▶ [YOUR GOAL] Every line from the one with "backrest in the photo above." through the end of the entries below should be written out exactly; the pictures should not.
[start EXERCISE MATERIALS]
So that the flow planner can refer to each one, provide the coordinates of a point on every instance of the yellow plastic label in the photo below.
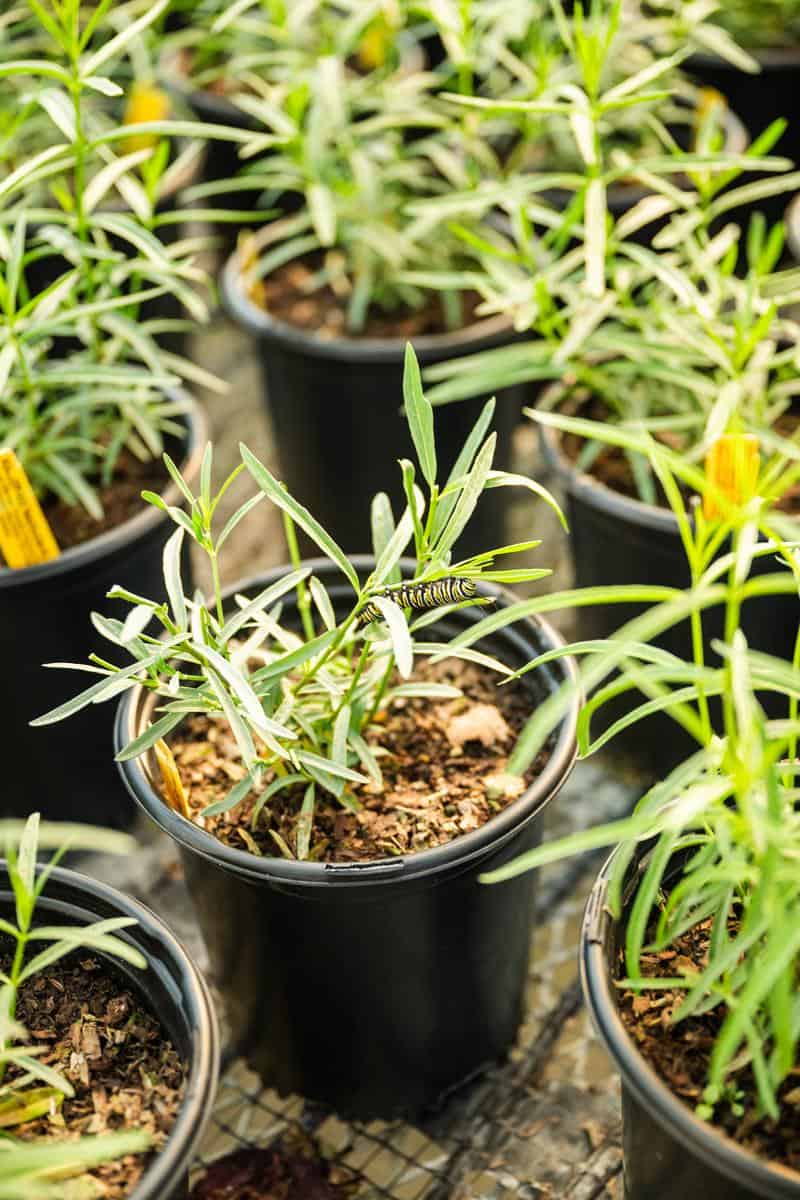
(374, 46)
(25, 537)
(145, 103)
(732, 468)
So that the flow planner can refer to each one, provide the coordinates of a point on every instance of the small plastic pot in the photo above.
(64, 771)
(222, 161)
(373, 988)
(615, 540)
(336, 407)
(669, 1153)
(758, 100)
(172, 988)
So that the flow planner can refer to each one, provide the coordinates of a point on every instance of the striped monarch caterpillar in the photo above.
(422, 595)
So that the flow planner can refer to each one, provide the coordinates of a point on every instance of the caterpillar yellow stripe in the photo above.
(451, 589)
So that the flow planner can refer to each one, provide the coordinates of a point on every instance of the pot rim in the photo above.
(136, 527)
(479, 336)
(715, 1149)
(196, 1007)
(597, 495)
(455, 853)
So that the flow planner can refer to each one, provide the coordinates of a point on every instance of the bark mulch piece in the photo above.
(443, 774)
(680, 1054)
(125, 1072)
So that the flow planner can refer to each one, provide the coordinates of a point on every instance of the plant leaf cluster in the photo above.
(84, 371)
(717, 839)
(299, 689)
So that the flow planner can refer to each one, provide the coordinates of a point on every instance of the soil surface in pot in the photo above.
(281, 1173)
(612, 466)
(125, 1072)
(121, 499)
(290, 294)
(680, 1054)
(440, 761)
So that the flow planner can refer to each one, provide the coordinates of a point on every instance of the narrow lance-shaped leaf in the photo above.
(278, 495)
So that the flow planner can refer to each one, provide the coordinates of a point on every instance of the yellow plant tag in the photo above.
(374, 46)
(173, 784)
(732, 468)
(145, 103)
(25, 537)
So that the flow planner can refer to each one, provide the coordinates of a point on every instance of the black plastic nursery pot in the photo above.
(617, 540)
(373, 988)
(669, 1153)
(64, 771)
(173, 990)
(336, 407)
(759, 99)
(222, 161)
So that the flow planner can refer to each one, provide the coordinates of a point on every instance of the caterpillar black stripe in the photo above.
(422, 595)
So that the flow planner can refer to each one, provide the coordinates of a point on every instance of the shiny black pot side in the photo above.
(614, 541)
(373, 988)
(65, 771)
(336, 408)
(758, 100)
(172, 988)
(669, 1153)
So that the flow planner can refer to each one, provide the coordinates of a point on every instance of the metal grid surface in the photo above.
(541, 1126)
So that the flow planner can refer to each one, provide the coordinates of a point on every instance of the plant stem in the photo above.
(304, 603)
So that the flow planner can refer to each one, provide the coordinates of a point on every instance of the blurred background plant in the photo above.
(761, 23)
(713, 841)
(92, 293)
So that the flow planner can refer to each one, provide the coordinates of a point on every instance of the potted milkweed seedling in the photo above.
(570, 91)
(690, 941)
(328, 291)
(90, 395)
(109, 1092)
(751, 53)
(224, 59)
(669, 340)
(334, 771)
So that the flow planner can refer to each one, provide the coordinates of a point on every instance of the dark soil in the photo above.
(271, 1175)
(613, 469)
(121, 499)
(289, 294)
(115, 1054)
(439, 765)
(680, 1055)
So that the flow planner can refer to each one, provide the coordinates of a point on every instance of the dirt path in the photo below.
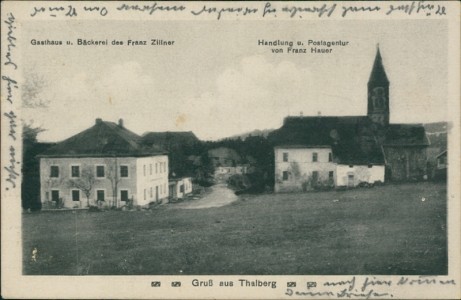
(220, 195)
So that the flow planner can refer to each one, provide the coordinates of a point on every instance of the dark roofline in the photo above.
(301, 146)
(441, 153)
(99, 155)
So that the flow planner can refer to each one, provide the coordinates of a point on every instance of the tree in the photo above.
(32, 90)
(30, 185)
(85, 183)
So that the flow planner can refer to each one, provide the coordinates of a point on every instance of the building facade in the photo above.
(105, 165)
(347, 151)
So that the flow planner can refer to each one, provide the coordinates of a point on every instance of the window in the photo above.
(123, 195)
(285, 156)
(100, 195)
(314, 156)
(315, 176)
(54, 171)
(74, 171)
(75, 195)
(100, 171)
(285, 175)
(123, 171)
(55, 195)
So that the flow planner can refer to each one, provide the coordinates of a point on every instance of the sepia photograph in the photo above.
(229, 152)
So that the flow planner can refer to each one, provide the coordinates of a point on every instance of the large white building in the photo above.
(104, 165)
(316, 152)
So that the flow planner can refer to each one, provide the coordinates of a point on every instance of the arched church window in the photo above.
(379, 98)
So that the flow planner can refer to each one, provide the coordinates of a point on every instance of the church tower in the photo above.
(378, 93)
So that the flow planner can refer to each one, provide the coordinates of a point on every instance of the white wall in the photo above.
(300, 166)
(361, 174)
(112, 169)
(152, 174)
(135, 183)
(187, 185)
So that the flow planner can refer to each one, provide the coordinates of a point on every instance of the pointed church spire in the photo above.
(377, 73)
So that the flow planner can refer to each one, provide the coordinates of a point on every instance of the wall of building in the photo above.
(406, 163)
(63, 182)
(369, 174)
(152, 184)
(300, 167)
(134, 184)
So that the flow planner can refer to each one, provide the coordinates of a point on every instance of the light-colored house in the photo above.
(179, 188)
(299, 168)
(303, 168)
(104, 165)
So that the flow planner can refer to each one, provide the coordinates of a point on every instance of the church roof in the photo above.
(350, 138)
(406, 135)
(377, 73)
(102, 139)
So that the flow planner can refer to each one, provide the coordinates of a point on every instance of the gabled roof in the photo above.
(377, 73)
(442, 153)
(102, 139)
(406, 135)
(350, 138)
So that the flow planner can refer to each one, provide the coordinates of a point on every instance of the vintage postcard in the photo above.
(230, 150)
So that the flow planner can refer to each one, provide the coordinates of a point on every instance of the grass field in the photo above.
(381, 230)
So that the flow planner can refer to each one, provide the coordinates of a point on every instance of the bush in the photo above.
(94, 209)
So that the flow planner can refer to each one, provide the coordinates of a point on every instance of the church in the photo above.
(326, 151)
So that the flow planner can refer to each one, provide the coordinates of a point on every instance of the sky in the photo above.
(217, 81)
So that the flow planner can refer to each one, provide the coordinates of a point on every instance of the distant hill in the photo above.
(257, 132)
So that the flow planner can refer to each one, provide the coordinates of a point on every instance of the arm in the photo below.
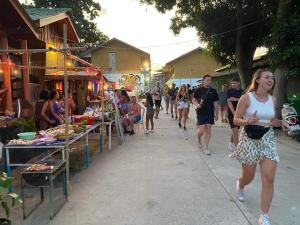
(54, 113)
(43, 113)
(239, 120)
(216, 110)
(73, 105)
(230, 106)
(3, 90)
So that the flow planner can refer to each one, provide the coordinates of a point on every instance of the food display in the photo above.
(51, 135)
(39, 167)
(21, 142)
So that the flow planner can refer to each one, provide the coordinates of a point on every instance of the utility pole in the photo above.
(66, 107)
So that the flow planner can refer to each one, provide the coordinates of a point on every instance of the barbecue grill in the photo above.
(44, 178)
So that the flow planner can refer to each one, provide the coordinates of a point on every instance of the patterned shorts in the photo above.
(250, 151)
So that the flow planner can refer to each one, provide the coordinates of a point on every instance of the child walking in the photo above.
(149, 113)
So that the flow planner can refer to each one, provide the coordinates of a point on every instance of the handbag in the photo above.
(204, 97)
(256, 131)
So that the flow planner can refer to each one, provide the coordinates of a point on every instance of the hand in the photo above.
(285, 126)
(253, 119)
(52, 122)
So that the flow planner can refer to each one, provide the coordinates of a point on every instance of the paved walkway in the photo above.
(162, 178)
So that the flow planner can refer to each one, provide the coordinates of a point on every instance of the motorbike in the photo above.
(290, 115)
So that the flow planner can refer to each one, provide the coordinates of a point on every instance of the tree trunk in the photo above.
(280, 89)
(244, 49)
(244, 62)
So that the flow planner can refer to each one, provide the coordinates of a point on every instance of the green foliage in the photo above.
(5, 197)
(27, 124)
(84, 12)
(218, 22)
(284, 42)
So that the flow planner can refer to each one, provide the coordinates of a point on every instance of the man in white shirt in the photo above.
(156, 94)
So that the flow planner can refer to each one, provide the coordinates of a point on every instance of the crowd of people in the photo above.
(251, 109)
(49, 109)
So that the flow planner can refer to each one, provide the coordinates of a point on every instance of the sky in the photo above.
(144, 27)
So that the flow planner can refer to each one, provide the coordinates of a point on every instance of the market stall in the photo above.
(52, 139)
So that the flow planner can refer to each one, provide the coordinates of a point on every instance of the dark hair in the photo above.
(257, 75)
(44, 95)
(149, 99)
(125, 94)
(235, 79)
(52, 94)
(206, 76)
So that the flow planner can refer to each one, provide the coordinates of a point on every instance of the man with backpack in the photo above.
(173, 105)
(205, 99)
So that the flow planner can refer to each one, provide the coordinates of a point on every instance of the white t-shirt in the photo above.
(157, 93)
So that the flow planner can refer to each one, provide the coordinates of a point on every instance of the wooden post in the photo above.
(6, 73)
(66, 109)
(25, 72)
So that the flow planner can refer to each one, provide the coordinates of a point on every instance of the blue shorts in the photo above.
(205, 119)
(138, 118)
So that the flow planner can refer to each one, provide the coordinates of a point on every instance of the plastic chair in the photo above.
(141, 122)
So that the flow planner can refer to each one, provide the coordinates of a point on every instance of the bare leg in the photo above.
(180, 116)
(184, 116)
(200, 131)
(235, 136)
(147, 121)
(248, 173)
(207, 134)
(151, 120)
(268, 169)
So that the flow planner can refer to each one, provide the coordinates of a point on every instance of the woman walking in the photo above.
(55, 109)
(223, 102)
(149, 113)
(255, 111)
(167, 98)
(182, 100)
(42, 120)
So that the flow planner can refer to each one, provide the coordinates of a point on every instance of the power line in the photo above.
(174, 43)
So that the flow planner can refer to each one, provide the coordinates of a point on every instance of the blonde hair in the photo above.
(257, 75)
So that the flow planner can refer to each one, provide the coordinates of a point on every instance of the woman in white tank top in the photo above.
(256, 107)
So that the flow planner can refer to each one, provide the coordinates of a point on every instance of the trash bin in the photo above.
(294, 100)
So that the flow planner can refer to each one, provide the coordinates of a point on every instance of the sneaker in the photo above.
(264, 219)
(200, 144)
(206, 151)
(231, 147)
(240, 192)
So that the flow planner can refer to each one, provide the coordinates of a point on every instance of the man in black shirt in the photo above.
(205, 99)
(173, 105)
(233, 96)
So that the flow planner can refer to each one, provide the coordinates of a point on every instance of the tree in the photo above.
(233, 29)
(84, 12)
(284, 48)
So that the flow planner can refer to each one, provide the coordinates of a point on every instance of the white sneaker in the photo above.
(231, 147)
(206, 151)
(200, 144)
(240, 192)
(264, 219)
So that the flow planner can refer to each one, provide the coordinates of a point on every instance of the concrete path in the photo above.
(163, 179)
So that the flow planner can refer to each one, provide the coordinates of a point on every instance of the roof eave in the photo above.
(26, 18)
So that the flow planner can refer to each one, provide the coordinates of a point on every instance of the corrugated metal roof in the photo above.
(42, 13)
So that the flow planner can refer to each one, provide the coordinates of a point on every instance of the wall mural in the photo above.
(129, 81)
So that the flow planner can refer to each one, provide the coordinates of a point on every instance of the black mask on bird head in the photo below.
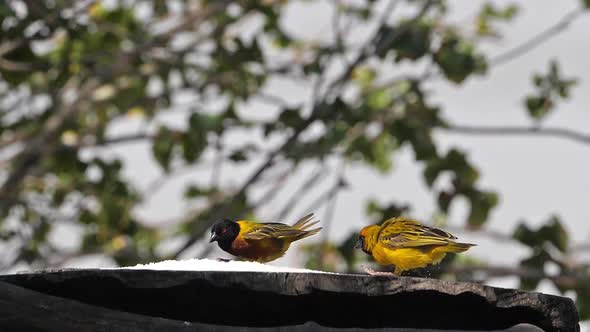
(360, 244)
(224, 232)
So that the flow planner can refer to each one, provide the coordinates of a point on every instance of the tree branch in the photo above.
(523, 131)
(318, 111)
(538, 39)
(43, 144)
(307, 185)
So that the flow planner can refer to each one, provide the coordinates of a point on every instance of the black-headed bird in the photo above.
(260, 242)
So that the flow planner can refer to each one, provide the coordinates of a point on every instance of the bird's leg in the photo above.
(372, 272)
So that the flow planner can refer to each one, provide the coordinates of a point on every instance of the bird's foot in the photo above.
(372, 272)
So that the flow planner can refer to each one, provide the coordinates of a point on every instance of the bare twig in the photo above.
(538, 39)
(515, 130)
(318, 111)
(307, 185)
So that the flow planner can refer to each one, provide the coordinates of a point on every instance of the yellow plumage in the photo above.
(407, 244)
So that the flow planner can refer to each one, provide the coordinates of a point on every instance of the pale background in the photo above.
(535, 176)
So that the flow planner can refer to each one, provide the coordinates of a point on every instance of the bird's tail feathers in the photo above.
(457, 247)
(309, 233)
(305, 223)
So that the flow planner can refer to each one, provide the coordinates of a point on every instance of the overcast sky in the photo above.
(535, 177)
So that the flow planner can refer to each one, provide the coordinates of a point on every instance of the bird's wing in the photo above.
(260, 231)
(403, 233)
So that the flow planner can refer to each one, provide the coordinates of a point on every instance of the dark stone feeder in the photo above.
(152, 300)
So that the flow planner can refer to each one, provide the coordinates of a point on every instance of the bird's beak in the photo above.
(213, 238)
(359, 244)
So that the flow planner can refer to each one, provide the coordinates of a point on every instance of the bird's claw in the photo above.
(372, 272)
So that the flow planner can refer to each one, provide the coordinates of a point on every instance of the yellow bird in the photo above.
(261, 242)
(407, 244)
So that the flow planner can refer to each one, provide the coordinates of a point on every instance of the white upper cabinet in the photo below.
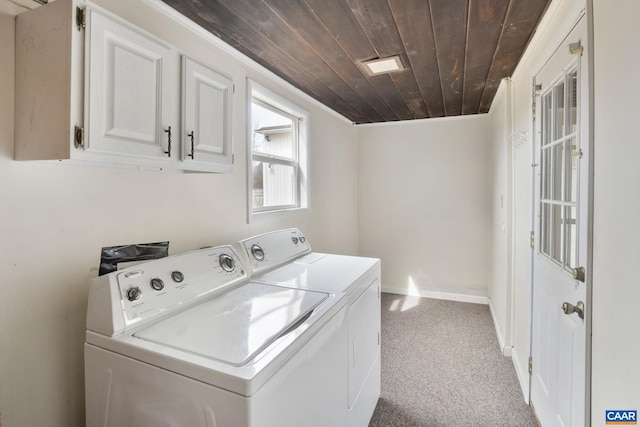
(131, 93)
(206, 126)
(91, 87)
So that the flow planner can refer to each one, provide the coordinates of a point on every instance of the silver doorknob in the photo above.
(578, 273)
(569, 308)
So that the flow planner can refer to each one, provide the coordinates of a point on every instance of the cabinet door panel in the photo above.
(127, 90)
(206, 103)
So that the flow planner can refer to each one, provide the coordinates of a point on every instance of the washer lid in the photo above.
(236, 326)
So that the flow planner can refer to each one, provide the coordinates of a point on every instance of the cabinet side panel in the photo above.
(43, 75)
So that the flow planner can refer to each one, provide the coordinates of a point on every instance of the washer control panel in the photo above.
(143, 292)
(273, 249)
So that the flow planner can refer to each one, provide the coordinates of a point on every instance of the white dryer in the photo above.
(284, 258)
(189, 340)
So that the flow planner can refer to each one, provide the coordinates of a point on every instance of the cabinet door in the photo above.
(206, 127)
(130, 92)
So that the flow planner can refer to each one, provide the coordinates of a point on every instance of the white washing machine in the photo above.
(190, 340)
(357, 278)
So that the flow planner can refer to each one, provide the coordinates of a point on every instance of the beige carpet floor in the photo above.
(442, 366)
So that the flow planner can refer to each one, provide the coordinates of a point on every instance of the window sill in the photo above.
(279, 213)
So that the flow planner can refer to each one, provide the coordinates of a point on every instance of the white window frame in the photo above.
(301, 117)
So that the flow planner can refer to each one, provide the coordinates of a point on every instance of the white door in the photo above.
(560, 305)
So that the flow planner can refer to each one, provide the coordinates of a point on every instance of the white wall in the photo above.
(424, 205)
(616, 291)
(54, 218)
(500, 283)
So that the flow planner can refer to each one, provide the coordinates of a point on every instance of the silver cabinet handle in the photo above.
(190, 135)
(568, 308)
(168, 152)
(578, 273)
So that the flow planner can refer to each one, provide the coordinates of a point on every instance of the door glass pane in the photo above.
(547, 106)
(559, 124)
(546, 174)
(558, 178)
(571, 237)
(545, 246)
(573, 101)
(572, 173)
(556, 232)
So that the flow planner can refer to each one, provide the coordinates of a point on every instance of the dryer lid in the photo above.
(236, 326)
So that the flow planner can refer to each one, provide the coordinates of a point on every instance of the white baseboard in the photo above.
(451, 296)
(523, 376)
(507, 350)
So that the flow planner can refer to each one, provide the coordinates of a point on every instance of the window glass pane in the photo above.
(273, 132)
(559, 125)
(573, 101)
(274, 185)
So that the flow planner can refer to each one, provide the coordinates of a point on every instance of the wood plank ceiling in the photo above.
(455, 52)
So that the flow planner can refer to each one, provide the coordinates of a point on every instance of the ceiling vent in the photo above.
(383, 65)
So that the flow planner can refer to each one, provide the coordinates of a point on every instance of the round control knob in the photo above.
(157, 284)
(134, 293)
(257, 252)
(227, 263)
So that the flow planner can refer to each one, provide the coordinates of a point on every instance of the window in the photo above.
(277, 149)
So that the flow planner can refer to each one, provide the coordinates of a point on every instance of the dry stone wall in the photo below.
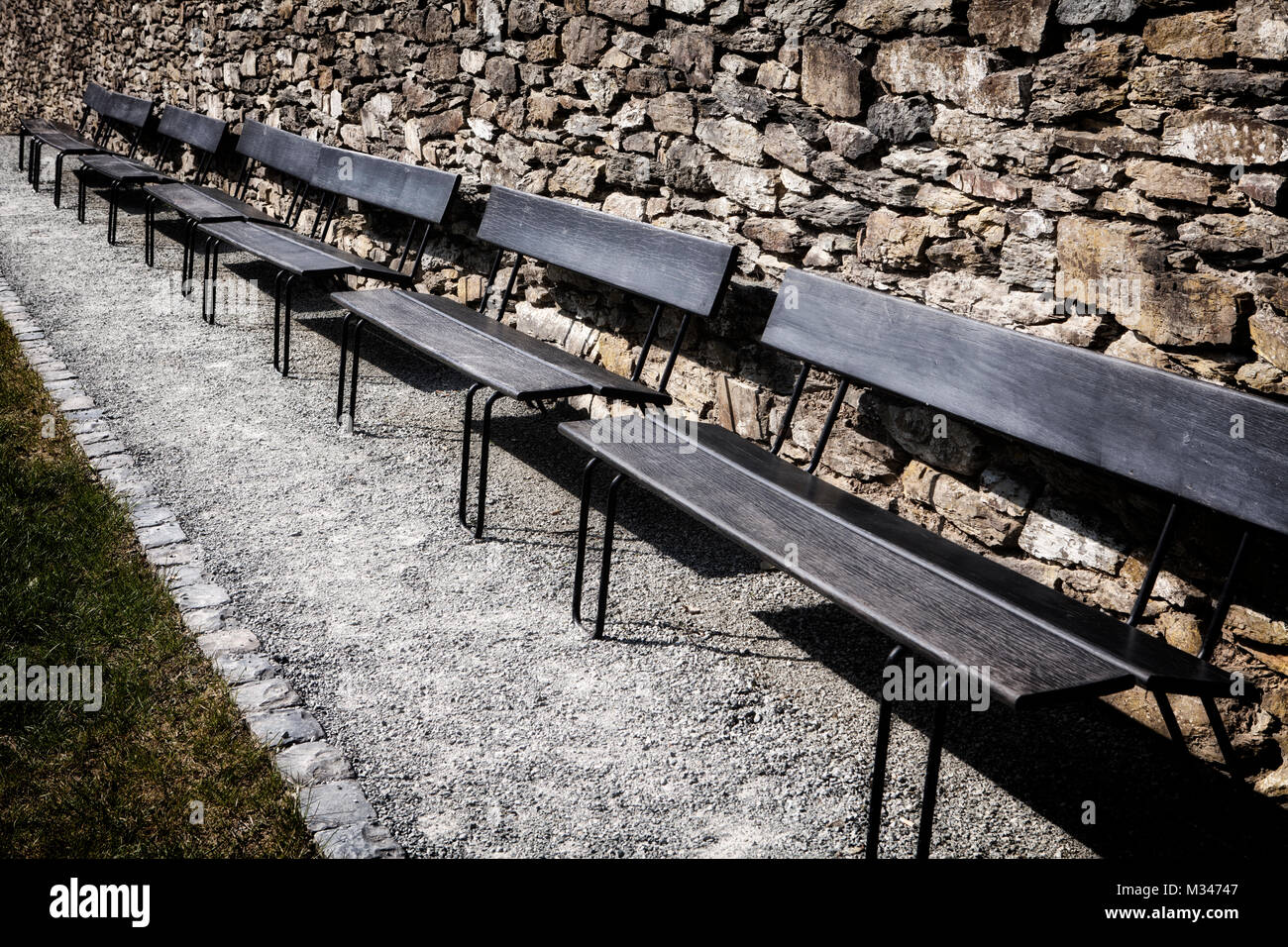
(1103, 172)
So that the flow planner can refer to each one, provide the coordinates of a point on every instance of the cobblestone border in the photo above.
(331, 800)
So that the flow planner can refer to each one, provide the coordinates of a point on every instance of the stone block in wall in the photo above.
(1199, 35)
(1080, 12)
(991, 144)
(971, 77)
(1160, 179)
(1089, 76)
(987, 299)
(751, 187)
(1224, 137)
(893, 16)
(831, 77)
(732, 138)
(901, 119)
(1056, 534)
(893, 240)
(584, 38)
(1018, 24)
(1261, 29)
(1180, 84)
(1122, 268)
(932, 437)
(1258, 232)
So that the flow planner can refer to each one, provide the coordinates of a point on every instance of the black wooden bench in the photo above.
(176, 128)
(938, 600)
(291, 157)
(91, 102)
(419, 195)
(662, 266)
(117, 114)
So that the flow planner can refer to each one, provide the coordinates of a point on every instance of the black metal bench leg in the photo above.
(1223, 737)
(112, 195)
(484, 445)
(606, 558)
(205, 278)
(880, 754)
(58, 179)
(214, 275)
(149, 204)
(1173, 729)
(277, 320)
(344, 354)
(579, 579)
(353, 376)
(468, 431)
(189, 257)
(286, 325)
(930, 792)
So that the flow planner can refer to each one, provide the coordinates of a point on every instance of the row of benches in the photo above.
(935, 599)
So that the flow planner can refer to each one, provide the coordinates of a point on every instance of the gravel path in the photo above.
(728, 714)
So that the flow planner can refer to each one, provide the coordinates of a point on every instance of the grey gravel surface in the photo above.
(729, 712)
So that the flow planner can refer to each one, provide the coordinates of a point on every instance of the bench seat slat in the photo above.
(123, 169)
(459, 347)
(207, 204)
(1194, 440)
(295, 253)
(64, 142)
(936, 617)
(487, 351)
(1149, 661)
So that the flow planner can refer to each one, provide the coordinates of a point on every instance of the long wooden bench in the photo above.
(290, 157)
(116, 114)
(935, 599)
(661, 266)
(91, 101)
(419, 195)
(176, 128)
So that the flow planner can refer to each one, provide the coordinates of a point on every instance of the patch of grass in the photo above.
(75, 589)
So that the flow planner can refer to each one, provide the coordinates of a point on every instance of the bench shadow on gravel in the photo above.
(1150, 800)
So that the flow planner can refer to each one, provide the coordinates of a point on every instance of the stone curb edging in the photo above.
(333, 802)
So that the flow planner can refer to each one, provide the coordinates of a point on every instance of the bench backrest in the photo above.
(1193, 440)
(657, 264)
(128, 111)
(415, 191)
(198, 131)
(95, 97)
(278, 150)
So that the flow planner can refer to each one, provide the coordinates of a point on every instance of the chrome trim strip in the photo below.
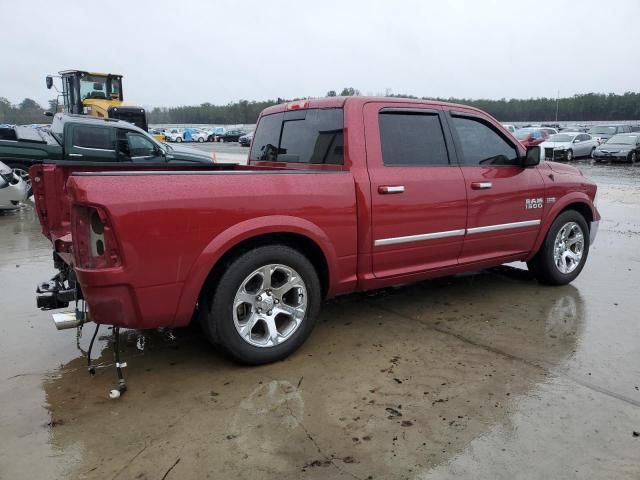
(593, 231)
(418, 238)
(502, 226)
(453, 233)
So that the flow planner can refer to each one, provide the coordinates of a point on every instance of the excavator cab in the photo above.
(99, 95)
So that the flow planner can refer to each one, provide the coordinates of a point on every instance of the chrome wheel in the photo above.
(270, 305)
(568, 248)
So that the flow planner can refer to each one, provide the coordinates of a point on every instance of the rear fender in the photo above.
[end EXERCISE MATERIALS]
▶ [TASK SOLUTION]
So that the flow planner can refer to each one, provide the coordinates of a point on every instance of the bench backrest in the photo above.
(1193, 440)
(657, 264)
(128, 111)
(415, 191)
(198, 131)
(95, 97)
(278, 150)
So that the flow planner can refer to each one, provide the coordinates of a point on every instance of the chrome trim strip in the photo below.
(593, 231)
(418, 238)
(502, 226)
(453, 233)
So that the flow planner can refer to each one, provide the coordinates of a point on every instance of the excavator cab in the photo above.
(99, 95)
So that the flow planner can refer to each one, provide the coordinates of a point on every instance of the chrome wheel in the photo above.
(270, 305)
(568, 248)
So that the flow planner can refer to each one, provide the coordinates of a point on every instance of the rear fender in the photo above.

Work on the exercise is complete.